一部のスタートアップは、そのどちらか、あるいは両方で成功するでしょう。2023年に中盤・後半にかけて手元資金が枯渇し始め、新たな資金調達をしないといけないタイミングが来ると、彼らの投資家との会話はまだ楽になります。しかし、どちらも達成できなかった会社は、資金調達に苦労することになります。その結果、より低いバリュエーションで調達するか、色々な条件がついてしまうストラクチャードラウンドで資金を調達するか、またはより積極的にM&Aの機会を探すことを余儀なくされるはずです。

これは一般的にバイアウトファンドと呼ばれるプライベート・エクイティ・ファンド(以下PEファンド)にとっては、2023年はより多くの買収機会が得られる年になることを意味します。まだポテンシャルの高い会社でも、資金調達に苦労する場合があり、PEファンドにとっては、そうした会社を割安な価格で購入するチャンスとなります。米国の大手PEファンドであるトーマ・ブラボ(Thoma Bravo)が先月買収したFinTech会社のCoupaは、良いきっかけになるのではないでしょうか。トーマ・ブラボは2021年後半に迎えたピーク価格の30%の価格で同社を買収しました。世界のPEファンドのドライパウダー(ファンドよりこれから投資に回される運用資金)は近年減少していますが、それでもまだ十分です。まだまだこのような買収が出る可能性はあるのです。

一見すると、VCの立場からは理想的とは言えないかもしれません。VCは、100倍のリターンを期待してそれらの会社に投資をしています。あまりに早く売却されてしまうと、高いリターンを得るチャンスも薄れてしまいます。

ただ、私は実は2つの理由から、必ずしも悪いことではないと思います。1つは、今のような不安定な年では投資家にキャッシュを返すことには意味があるということです。ですのでリターン額が期待よりは少額になってしまったとしても、何もないよりはマシなのです。

問題 A »
記録のうち、「In the photo above, each instance of the island」を含む行から記録の最後の行までを、指示の文も含めてそのまま書き直しなさい。その際、解答にある座標の数値だけをすべて2.3倍し、四捨五入で整数にすること。

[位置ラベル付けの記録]
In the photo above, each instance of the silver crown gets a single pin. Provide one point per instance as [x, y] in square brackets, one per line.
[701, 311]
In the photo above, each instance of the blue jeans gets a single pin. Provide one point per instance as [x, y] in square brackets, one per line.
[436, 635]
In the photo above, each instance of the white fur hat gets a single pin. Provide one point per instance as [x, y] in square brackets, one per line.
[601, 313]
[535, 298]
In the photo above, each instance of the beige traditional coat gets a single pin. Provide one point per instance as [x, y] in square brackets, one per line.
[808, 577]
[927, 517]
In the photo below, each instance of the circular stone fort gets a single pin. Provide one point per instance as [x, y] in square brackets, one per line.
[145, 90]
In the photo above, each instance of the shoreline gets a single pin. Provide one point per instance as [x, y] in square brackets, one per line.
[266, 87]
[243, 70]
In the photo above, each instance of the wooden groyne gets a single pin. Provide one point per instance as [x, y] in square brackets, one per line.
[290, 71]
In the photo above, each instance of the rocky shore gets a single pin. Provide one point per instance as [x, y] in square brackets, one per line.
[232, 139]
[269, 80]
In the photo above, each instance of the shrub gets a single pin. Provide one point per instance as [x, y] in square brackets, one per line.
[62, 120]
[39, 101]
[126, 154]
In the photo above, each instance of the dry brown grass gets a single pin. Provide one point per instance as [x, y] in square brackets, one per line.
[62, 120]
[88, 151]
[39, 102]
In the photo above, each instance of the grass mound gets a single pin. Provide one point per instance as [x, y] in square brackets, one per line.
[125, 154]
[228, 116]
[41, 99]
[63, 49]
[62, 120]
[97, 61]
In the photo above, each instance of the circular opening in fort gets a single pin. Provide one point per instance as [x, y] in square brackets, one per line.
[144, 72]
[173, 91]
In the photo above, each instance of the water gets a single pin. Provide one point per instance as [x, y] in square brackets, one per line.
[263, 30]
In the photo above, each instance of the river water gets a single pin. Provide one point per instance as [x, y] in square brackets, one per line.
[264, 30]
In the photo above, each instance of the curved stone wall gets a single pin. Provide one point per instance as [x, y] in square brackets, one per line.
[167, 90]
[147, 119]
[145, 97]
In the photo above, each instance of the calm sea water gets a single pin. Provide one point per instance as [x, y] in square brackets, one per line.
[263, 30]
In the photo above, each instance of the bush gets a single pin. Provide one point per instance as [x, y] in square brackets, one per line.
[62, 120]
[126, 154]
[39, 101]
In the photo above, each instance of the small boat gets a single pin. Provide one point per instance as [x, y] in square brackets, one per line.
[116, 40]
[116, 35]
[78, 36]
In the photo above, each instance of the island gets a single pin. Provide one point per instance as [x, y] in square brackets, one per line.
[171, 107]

問題 B »
スタートアップの資金調達と買収に関する本文を、3文で要約しなさい。

解答例 A »
In the photo above, each instance of the island gets a single pin. Provide one point per instance as [x, y] in square brackets, one per line.
[393, 246]

解答例 B »
目標をどちらも達成できなかったスタートアップは資金調達に苦労し、より低いバリュエーションや条件付きの調達、あるいはM&Aの機会を探すことを余儀なくされる。これはPEファンドにとって、ポテンシャルの高い会社も割安に買収できる機会が増えることを意味する。早期の売却は100倍のリターンを期待するVCには理想的とは言えないかもしれないが、筆者は、不安定な年には投資家にキャッシュを返すことに意味があるなどの理由から、必ずしも悪いことではないと考えている。